:: What this task involves ::
Present the following data again exactly as it is shown.
-- -- --
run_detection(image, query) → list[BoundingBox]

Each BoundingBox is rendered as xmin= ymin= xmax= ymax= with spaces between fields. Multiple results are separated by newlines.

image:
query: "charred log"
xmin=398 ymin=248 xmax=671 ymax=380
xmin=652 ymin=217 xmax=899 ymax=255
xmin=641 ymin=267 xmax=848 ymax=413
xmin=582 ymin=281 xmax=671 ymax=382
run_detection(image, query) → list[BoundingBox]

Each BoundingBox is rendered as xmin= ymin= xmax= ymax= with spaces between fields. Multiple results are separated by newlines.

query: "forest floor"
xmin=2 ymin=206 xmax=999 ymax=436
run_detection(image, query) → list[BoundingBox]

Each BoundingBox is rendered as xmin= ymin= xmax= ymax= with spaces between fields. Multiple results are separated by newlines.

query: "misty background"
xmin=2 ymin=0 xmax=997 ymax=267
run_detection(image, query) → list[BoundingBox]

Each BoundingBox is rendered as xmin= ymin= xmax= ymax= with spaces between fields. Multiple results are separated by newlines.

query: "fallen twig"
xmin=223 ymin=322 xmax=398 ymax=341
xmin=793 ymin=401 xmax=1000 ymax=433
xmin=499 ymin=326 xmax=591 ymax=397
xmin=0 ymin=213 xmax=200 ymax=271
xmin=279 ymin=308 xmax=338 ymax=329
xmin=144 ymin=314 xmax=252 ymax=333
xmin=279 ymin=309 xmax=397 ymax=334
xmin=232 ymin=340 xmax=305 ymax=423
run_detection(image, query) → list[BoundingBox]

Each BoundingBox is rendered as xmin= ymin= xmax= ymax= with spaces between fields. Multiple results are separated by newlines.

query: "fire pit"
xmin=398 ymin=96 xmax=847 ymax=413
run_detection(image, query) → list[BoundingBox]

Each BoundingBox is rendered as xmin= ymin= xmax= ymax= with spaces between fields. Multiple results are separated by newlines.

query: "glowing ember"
-- -- --
:: Response ::
run_detection(image, query) → list[BoundingBox]

Each BoundingBox is rendered as xmin= ymin= xmax= ymax= with spaces between fields. Multiple results are separated by newlines.

image:
query: "charred log"
xmin=398 ymin=248 xmax=671 ymax=380
xmin=652 ymin=217 xmax=899 ymax=255
xmin=641 ymin=267 xmax=848 ymax=413
xmin=582 ymin=281 xmax=671 ymax=382
run_detection(image, query) → list[BoundingBox]

Each BoundingBox is rendered as xmin= ymin= xmax= ymax= with spaces between fields. Multiple results are separated by newlines.

query: "forest floor"
xmin=2 ymin=206 xmax=999 ymax=436
run_detection(image, query) → list[BoundingBox]

Each BoundingBox is rendered as xmin= ymin= xmax= ymax= with spaces between fields. Multiple results are separated by newlines.

query: "misty background"
xmin=2 ymin=0 xmax=997 ymax=267
run_detection(image, query) → list[BoundingBox]

Each BoundingBox is rendered as xmin= ymin= xmax= ymax= with spaces between fields. Multiple results are separated by newlines.

query: "fallen twig"
xmin=223 ymin=322 xmax=398 ymax=341
xmin=793 ymin=401 xmax=1000 ymax=433
xmin=499 ymin=326 xmax=591 ymax=397
xmin=0 ymin=213 xmax=200 ymax=271
xmin=279 ymin=308 xmax=338 ymax=329
xmin=144 ymin=314 xmax=252 ymax=333
xmin=279 ymin=309 xmax=397 ymax=334
xmin=232 ymin=340 xmax=305 ymax=423
run_detection(image, query) → list[BoundingBox]

Each BoundingBox is rendered as xmin= ymin= xmax= ymax= with spaces between fields. Multiple results are separated by newlines.

query: "fire pit"
xmin=398 ymin=96 xmax=847 ymax=413
run_detection(image, query) → list[BoundingBox]

Each BoundingBox is rendered as xmin= ymin= xmax= ymax= with spaces between fields. Multiple results are separated by newlines.

query: "glowing ember"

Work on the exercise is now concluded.